*** Opening Page extract ***
A True Champion, Alyssa Liddle battled and beat her greatest foe and continues to inspire those around her.
Cancer diagnosis story
I was diagnosed with Stage 3 Ewing’s Sarcoma when I was 22. Now, at the age of 25 I am ready to take back my life and live it the way I want and can.
When I was diagnosed at such a young age, I felt like I had my whole life ahead of me with endless possibilities. I had just recently graduated from college and had also just gotten back from a long backpacking trip in Europe. I was working full time and had just started to date someone. So it really felt like I was living a great life with everything falling into place so quickly and easily. It is just crazy to me to think about how quickly that all had changed.
When Fall of 2016 came rolling through, I noticed some swelling in my right leg, just below my knee. I thought it was a blood clot. And I ended up getting diagnosed with Ewing’s Sarcoma in April of 2017- multiple months after discovering the swelling. The diagnosis process itself was just a small taste of the whirlwind my life was about to go in.
My general practitioner told me it was just a bruise in the muscle that was causing the swelling. And after months of me hounding for more tests and answers, I was finally granted an MRI on my right leg. The doctor called me with my MRI report while I was getting ready to board a tiny airplane to go to the middle of nowhere in Kansas for work.
He told me that it “looks like cancer, but we don’t know how bad or how active”. That whole call is a blur in my memory and it felt like something you’d see on a dramatic TV series or movie. After returning from my work trip, I got a biopsy to get even more info.
Fast forward a little bit, I had started extreme hormone treatments to begin the process of harvesting my eggs. The chemo regimen I was about to start was going to give me a 50/50 chance of completely ruining my reproductive system. I had to start that process ASAP since my oncologist wanted me to start chemotherapy, and I can’t do both at the same time.
The chemotherapy that I got was rough and tough. I even had to go on Long Term Disability for my job since I was not going to be able to work during my chemo treatments. I did 18 rounds of alternating between 5 days a week and 2 days a week, every two weeks, for 6 hours a day. Complicated, and gross. All in all, that’s about 54 days of chemo treatment. And that doesn’t include hospital visits, surgeries, blood and platelet transfusions, fluid bags, white blood cell stimulant shots or blood workdays. My “treatment phase” took about a year to complete. And my final day of treatment was on February 5th of 2018.
*** Closing Page extract ***
*** Opening Entries provided ***
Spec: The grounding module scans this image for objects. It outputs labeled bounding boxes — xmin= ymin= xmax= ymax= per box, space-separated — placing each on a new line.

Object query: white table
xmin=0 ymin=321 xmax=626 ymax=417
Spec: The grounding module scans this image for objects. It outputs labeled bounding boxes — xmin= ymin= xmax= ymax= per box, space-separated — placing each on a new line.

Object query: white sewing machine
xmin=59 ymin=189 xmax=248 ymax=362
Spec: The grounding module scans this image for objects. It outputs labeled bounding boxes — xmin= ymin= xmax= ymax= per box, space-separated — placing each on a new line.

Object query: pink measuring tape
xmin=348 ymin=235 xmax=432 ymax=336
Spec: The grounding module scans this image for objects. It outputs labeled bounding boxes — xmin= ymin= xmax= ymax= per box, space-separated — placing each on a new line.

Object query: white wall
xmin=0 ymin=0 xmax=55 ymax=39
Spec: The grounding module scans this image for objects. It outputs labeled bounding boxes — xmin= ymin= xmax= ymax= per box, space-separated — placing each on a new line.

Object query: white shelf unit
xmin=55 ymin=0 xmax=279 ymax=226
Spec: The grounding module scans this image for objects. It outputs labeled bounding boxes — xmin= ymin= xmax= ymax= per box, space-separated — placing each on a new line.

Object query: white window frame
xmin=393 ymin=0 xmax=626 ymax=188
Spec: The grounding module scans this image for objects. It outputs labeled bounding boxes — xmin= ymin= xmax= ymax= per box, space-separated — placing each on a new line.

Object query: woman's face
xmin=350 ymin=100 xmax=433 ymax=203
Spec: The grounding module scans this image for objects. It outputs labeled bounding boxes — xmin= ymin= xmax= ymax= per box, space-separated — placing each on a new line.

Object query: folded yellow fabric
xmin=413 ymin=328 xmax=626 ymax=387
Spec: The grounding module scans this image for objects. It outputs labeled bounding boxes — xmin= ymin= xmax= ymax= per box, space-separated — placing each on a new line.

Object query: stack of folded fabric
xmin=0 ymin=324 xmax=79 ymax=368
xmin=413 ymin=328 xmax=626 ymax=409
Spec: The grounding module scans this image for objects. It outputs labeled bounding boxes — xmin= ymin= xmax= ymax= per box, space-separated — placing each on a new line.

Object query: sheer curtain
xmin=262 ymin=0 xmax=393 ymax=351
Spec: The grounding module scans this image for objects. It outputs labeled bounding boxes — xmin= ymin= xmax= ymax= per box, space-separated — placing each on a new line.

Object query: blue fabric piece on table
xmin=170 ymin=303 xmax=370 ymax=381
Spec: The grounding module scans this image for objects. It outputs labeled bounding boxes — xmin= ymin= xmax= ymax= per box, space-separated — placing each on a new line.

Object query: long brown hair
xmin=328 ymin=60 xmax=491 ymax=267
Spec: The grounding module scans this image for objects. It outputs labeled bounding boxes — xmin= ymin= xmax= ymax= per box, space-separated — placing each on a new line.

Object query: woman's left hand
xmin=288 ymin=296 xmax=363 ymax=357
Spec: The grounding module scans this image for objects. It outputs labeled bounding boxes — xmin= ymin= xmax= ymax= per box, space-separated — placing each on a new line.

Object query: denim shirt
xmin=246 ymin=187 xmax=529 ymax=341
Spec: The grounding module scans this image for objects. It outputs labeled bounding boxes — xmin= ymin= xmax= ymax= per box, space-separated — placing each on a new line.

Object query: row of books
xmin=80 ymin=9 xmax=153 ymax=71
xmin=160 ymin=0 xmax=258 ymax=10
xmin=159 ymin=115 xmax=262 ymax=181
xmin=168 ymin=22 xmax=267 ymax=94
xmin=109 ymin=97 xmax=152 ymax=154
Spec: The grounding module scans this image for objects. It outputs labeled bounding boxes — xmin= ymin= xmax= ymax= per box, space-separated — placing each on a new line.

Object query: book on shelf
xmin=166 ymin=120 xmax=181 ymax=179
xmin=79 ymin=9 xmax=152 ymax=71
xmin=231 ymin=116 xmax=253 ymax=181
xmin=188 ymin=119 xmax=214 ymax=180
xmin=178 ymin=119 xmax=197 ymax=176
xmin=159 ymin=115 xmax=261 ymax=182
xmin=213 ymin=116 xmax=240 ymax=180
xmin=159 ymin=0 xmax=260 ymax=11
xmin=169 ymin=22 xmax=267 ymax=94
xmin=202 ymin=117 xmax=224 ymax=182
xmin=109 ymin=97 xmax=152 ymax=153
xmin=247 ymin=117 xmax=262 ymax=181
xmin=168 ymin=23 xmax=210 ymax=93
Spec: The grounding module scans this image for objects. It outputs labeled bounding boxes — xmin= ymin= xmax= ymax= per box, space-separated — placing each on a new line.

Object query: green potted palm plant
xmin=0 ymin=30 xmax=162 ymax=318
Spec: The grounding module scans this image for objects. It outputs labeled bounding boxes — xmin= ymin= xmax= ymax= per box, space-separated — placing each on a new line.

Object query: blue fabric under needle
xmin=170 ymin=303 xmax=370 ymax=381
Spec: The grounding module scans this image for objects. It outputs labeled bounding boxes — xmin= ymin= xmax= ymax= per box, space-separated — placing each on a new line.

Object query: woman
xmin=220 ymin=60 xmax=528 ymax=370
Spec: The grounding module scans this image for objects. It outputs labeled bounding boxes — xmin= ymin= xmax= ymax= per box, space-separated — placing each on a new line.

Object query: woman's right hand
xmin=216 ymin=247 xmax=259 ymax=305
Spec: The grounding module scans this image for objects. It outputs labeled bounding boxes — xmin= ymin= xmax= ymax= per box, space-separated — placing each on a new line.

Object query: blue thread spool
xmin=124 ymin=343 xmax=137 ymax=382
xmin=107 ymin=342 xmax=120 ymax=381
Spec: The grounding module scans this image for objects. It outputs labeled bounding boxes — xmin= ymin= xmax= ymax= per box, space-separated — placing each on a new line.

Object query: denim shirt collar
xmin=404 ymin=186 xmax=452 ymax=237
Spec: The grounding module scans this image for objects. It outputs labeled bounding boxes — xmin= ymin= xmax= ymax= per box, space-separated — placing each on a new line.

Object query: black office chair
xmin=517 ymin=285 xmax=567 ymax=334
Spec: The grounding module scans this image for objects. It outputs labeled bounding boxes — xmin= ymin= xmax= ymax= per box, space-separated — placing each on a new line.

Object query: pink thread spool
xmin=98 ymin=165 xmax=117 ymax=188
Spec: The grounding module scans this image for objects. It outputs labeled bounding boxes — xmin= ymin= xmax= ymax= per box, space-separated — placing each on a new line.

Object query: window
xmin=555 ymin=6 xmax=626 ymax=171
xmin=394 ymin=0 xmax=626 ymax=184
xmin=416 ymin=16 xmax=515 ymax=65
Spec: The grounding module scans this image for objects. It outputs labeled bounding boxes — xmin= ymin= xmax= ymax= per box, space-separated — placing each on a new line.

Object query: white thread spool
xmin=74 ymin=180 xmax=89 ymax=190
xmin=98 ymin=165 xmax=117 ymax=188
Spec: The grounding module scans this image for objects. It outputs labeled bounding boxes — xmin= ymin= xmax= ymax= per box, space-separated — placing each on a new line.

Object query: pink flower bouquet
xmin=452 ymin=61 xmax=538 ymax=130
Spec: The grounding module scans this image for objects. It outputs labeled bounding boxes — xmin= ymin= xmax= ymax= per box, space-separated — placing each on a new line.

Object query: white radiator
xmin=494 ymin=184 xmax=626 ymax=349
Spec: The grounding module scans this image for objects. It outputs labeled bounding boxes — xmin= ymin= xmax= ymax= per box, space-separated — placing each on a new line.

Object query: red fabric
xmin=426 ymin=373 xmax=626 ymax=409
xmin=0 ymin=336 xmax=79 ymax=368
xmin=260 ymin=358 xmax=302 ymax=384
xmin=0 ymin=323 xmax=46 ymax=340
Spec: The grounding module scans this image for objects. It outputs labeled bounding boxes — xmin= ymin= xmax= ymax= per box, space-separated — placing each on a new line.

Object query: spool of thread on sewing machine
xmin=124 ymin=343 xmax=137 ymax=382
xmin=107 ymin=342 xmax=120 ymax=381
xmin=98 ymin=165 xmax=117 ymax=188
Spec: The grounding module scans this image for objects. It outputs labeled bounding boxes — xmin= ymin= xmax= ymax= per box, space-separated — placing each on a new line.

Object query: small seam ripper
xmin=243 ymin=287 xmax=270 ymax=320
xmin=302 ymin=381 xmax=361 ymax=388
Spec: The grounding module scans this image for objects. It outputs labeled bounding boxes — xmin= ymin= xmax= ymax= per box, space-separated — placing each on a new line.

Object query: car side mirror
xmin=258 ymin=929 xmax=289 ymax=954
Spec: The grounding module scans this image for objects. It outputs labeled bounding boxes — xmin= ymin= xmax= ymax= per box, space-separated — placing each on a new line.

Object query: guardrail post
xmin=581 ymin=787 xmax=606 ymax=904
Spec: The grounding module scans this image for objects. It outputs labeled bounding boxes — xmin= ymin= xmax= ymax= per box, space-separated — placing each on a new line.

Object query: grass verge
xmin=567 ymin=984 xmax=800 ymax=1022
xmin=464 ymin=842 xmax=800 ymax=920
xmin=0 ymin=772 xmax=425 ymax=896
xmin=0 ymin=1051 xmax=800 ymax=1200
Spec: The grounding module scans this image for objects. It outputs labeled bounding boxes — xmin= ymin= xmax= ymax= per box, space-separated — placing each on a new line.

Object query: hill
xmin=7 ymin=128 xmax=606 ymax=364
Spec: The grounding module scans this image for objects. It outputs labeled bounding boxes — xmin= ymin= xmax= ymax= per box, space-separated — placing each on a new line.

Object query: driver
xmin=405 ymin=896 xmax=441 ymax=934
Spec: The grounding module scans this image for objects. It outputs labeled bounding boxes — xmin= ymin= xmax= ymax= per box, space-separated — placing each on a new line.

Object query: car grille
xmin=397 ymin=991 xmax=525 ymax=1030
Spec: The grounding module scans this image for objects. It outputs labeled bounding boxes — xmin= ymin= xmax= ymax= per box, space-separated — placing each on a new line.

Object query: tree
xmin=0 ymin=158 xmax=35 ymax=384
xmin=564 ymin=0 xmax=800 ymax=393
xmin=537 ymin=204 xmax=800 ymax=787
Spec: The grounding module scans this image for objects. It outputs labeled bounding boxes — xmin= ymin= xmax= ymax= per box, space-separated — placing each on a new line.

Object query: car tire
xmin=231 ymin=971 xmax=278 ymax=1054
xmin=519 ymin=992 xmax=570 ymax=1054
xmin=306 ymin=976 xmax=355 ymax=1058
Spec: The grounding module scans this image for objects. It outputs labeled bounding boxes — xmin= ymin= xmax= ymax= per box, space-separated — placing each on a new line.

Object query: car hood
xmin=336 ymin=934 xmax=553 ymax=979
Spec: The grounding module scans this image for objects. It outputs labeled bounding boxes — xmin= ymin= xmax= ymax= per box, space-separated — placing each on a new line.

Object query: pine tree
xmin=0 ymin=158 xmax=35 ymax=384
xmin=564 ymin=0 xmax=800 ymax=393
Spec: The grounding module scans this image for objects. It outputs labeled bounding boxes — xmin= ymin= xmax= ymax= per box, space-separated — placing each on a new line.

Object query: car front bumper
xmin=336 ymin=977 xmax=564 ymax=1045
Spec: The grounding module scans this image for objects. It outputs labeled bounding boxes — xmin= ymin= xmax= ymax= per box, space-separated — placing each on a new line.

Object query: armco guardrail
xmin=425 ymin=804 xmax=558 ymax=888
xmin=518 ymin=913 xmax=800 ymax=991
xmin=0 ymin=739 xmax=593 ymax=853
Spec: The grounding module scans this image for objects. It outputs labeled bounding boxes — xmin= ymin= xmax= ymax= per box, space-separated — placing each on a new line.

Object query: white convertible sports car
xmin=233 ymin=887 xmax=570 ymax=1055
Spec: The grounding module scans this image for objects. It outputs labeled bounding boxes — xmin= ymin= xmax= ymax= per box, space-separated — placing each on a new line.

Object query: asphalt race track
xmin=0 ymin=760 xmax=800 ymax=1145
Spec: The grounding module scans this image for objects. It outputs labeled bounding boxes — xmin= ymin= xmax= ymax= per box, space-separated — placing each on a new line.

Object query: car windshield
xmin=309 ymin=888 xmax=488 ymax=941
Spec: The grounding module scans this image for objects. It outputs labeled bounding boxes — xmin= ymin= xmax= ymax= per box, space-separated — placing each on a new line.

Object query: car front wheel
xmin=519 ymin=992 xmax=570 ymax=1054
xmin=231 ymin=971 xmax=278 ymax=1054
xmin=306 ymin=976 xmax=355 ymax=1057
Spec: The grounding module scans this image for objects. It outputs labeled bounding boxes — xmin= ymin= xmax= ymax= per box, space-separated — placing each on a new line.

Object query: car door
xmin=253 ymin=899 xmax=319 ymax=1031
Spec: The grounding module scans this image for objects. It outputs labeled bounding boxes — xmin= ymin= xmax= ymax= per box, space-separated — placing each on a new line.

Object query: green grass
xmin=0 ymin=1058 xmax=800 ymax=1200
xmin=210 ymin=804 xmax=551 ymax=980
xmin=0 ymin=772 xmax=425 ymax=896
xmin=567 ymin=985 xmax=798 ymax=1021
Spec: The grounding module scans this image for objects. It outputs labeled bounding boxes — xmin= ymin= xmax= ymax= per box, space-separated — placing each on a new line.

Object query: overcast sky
*** Closing Entries provided ***
[Problem set]
1 – In the cancer diagnosis story, on what date was the final day of treatment?
2 – Print the portion of the cancer diagnosis story starting with "The chemotherapy that" and going on through "5th of 2018.".

[Solutions to the problems]
1 – February 5th of 2018.

2 –
The chemotherapy that I got was rough and tough. I even had to go on Long Term Disability for my job since I was not going to be able to work during my chemo treatments. I did 18 rounds of alternating between 5 days a week and 2 days a week, every two weeks, for 6 hours a day. Complicated, and gross. All in all, that’s about 54 days of chemo treatment. And that doesn’t include hospital visits, surgeries, blood and platelet transfusions, fluid bags, white blood cell stimulant shots or blood workdays. My “treatment phase” took about a year to complete. And my final day of treatment was on February 5th of 2018.